### Material provided
· · · ·
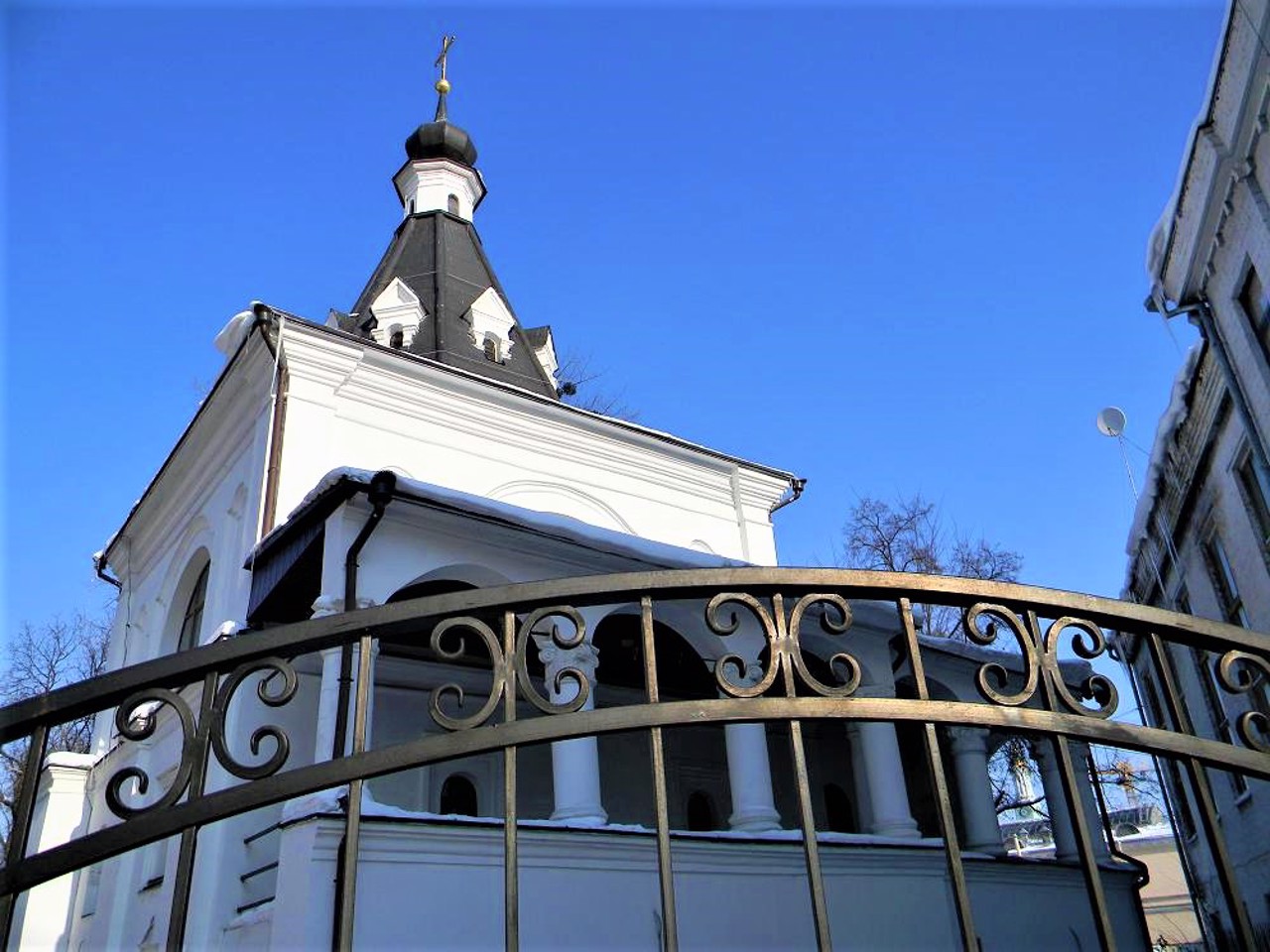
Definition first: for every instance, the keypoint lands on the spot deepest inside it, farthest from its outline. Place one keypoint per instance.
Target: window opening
(1223, 581)
(701, 811)
(1256, 308)
(193, 620)
(1255, 489)
(458, 796)
(838, 814)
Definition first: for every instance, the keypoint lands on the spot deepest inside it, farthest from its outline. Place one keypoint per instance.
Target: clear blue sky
(893, 249)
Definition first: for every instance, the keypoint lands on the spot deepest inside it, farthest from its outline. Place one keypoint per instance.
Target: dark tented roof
(440, 258)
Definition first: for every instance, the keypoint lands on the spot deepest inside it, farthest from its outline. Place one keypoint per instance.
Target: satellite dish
(1111, 421)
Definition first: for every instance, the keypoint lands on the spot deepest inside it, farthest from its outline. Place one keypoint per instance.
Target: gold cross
(444, 51)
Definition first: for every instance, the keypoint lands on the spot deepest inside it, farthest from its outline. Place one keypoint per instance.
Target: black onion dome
(441, 140)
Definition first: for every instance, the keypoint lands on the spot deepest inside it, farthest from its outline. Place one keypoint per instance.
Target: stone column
(1088, 801)
(327, 697)
(978, 809)
(884, 774)
(574, 763)
(1056, 803)
(749, 774)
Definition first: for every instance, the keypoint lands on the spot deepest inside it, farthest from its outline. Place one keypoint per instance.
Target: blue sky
(893, 249)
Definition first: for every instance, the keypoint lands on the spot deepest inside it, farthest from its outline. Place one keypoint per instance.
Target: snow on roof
(559, 527)
(1173, 417)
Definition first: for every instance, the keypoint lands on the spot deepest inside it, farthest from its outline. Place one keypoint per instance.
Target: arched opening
(701, 812)
(839, 814)
(190, 599)
(697, 756)
(458, 796)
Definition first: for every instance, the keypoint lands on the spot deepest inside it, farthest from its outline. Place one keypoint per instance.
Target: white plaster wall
(350, 405)
(441, 885)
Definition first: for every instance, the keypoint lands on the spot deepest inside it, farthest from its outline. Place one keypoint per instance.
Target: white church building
(411, 653)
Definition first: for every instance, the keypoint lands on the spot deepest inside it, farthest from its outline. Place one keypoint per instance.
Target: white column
(1056, 803)
(749, 774)
(864, 806)
(574, 763)
(327, 697)
(978, 809)
(884, 775)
· · · ·
### Prompt
The records above are to be restated exactly, without their pictures.

### Written solution
Definition first: for every instance, the keypoint lands on the spot deepest inside it, farthest from its outline. Place one keypoint per instance.
Target: window opening
(1223, 581)
(701, 811)
(1256, 308)
(193, 620)
(1255, 489)
(458, 796)
(838, 814)
Definition first: for every instance, the keypoint lands on the spot deepest inside it, farthest from its outline. Place one keypoint per instance.
Target: clear blue sky
(893, 249)
Definition first: for every instance, the keypoint lands on the spot deepest inside it, farthest from its outline. Place one keypoint per instance.
Target: dark tented roof
(440, 258)
Definition first: for every instance, the keypoint lands on the spot deepest inside it, farthest from its outline. Place one keypoint per instance.
Target: satellite dish
(1111, 421)
Definition first: for every instance, the keypoint lands on the spot deepest inside it, farthest from its outline. Place one keypoint per instance.
Target: gold cross
(444, 51)
Definition first: for every instance, the keypoint lands on the spot deepest inside it, farthest from its outline. Place one keypoint per instance.
Target: black onion dome
(441, 140)
Definition first: for every instance, the keypoint lands on the spot deepest inside it, farthest from its outline. Place one keypoint per instance.
Target: stone column
(1088, 801)
(327, 697)
(978, 809)
(884, 774)
(574, 763)
(1056, 803)
(749, 774)
Definition first: for every instance, the keypoint lands on the spot deepest inside it, farthest from its outline. Place one keypoint per instance.
Target: blue sky
(893, 249)
Definition first: for every instance, the keypoint lands on the spot deepest inside it, farthest from its outline. Place one keypoint per instance.
Target: snow on roof
(559, 527)
(1173, 417)
Definition first: for every instance, the keypoint lands on the spot deepest inside it, farthest from its outline. Place one keypoint per instance.
Target: arched opening
(701, 812)
(839, 814)
(190, 599)
(697, 756)
(458, 796)
Definition first: for every instance, the keypoint lands on the spot deepest inside it, farthest from its outline. Place one keypoint per instance.
Target: white plaster wall
(350, 405)
(441, 885)
Definition first: for every instance, the keypoint lands on the spot deepest inside it, farthest from its outline. Place one keypoint per instance.
Target: white church building
(411, 653)
Definition first: for every instance, the keypoint lands on the spot deepest inside it, farthest from its outline. Place one keypoint per instance.
Target: white column
(1056, 803)
(749, 774)
(864, 806)
(574, 763)
(327, 697)
(978, 809)
(884, 775)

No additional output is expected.